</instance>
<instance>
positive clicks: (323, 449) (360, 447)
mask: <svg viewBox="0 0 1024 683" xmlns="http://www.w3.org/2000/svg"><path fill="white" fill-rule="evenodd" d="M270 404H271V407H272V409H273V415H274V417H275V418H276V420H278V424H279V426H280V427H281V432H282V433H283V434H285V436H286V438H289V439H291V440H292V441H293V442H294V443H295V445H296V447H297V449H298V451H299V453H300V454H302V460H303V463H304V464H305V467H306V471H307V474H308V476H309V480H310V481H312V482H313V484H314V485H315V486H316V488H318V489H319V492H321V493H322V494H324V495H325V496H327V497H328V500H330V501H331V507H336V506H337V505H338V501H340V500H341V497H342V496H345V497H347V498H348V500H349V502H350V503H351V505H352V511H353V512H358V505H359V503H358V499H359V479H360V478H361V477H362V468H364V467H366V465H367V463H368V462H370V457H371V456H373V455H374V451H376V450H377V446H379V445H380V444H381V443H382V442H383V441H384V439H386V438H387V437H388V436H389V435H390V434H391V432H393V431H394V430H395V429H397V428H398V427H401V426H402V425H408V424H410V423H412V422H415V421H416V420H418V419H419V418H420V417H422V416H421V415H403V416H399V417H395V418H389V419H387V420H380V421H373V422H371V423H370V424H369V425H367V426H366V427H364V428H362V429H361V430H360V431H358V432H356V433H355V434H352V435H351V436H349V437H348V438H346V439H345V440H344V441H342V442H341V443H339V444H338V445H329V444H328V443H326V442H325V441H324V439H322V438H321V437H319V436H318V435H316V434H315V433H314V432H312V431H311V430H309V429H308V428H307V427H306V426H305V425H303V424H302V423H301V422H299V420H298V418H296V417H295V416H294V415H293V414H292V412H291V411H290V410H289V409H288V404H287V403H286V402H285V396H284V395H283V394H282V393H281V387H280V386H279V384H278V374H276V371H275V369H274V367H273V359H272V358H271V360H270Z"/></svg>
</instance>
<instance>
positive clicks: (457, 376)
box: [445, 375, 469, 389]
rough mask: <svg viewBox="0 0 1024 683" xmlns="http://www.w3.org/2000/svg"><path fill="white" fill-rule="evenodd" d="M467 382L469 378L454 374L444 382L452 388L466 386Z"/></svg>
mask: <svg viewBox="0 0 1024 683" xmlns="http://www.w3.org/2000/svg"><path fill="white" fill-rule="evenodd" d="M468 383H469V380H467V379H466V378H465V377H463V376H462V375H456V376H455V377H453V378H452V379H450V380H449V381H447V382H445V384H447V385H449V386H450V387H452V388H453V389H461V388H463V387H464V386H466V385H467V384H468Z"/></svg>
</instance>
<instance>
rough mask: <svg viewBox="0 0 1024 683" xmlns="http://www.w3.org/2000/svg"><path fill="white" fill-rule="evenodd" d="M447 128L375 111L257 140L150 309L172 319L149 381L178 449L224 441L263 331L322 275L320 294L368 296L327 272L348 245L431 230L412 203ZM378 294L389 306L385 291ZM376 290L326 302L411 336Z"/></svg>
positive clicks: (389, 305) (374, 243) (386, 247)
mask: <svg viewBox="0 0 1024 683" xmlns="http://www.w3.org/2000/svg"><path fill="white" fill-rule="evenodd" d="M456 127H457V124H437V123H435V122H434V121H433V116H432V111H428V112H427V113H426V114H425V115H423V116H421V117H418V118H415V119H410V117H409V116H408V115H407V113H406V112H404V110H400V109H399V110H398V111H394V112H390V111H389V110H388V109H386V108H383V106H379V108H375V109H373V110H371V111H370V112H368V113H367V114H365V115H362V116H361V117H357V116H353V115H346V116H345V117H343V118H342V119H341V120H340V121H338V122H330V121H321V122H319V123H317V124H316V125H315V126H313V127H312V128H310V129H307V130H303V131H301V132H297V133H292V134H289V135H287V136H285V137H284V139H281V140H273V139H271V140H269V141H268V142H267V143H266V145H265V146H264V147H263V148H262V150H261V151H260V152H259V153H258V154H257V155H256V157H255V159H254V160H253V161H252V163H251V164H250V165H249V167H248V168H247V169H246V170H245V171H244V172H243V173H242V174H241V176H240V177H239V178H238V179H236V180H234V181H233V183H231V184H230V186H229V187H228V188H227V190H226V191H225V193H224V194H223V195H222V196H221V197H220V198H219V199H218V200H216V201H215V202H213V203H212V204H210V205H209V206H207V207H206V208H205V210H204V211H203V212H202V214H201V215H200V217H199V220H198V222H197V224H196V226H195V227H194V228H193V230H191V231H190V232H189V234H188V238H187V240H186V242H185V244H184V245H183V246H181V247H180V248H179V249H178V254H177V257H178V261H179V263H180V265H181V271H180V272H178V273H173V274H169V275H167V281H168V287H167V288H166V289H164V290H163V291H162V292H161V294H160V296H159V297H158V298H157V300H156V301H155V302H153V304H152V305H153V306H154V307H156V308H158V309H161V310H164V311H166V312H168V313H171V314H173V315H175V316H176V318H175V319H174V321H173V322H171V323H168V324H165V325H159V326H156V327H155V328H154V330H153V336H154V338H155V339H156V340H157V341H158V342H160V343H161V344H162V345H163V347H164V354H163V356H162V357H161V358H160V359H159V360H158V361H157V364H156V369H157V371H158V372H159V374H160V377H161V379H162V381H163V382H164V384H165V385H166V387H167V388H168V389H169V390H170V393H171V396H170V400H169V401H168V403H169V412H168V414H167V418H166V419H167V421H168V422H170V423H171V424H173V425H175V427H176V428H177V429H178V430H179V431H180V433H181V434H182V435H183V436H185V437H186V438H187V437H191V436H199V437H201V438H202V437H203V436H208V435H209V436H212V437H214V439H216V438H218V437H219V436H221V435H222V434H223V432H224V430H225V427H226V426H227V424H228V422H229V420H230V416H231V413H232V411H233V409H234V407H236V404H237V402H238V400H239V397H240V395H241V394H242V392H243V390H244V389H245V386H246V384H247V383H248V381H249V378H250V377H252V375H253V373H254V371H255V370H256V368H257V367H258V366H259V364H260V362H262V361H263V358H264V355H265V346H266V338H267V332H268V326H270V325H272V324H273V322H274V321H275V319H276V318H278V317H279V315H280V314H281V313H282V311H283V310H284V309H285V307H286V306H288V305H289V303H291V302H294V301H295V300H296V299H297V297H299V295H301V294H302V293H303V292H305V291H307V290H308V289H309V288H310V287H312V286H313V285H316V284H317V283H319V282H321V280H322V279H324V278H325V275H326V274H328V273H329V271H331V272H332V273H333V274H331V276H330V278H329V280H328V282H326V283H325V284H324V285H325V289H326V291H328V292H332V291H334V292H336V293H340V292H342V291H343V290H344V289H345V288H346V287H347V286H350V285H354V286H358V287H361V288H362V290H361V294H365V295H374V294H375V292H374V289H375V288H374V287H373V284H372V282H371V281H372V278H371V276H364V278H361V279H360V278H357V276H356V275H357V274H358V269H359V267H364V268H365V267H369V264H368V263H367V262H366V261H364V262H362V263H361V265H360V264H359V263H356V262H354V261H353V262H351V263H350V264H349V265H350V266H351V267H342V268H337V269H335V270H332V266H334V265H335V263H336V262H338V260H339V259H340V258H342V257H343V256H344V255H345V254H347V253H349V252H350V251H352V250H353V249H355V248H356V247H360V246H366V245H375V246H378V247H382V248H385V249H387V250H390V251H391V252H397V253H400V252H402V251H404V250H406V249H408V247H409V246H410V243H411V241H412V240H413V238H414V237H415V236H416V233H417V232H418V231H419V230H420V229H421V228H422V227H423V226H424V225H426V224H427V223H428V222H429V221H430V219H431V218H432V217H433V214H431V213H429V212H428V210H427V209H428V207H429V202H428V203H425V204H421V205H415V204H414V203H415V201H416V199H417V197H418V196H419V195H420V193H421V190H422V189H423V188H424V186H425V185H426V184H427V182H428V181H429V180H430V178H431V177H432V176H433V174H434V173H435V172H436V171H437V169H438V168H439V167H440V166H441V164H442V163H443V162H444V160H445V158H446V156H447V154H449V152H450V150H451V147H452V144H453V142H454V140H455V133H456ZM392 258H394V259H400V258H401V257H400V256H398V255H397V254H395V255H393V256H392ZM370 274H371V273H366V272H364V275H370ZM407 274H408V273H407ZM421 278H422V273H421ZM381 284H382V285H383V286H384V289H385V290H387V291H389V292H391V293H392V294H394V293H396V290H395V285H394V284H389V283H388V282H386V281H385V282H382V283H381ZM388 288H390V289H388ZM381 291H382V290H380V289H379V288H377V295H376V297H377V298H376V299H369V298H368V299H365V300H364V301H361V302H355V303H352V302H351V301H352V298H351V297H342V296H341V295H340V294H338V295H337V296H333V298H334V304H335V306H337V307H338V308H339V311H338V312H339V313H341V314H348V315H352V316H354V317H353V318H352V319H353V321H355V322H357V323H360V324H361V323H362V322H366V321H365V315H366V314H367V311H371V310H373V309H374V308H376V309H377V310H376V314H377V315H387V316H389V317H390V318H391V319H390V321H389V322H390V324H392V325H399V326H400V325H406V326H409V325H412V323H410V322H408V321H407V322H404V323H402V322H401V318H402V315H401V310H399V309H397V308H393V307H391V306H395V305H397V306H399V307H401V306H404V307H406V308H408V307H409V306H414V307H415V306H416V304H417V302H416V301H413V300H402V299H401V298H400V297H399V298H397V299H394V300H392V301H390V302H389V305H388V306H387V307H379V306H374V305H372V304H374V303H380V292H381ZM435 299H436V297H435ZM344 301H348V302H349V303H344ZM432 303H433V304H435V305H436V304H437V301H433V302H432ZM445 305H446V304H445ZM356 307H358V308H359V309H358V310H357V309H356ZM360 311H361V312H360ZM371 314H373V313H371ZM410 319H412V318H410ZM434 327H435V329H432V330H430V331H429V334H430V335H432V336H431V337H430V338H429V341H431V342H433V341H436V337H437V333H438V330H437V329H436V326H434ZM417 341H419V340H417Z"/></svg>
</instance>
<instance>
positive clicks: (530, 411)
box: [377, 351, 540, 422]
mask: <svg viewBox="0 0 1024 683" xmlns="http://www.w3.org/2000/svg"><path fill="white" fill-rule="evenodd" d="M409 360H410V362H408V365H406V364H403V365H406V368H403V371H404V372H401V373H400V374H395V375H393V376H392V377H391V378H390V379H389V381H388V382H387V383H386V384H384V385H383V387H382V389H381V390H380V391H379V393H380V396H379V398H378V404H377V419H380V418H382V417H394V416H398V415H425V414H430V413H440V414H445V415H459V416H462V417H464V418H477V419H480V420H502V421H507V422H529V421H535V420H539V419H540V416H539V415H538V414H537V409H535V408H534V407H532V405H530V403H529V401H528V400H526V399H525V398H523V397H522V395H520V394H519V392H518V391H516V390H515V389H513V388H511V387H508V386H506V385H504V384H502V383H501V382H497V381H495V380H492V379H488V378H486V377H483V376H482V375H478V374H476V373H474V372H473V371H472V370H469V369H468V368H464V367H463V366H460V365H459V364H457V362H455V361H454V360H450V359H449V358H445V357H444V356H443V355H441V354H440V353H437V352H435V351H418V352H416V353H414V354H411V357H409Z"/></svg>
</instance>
###
#### Goal of the exercise
Read the data above and pull out each line that holds the string "rough".

#### Answer to the exercise
rough mask: <svg viewBox="0 0 1024 683" xmlns="http://www.w3.org/2000/svg"><path fill="white" fill-rule="evenodd" d="M467 382L469 378L454 374L444 382L452 388L466 386Z"/></svg>
rough mask: <svg viewBox="0 0 1024 683" xmlns="http://www.w3.org/2000/svg"><path fill="white" fill-rule="evenodd" d="M447 128L375 111L257 140L150 309L172 319L149 381L178 449L224 441L263 331L322 275L320 294L368 296L327 272L348 245L431 230L412 203ZM378 294L389 306L385 291ZM376 290L326 302L411 336Z"/></svg>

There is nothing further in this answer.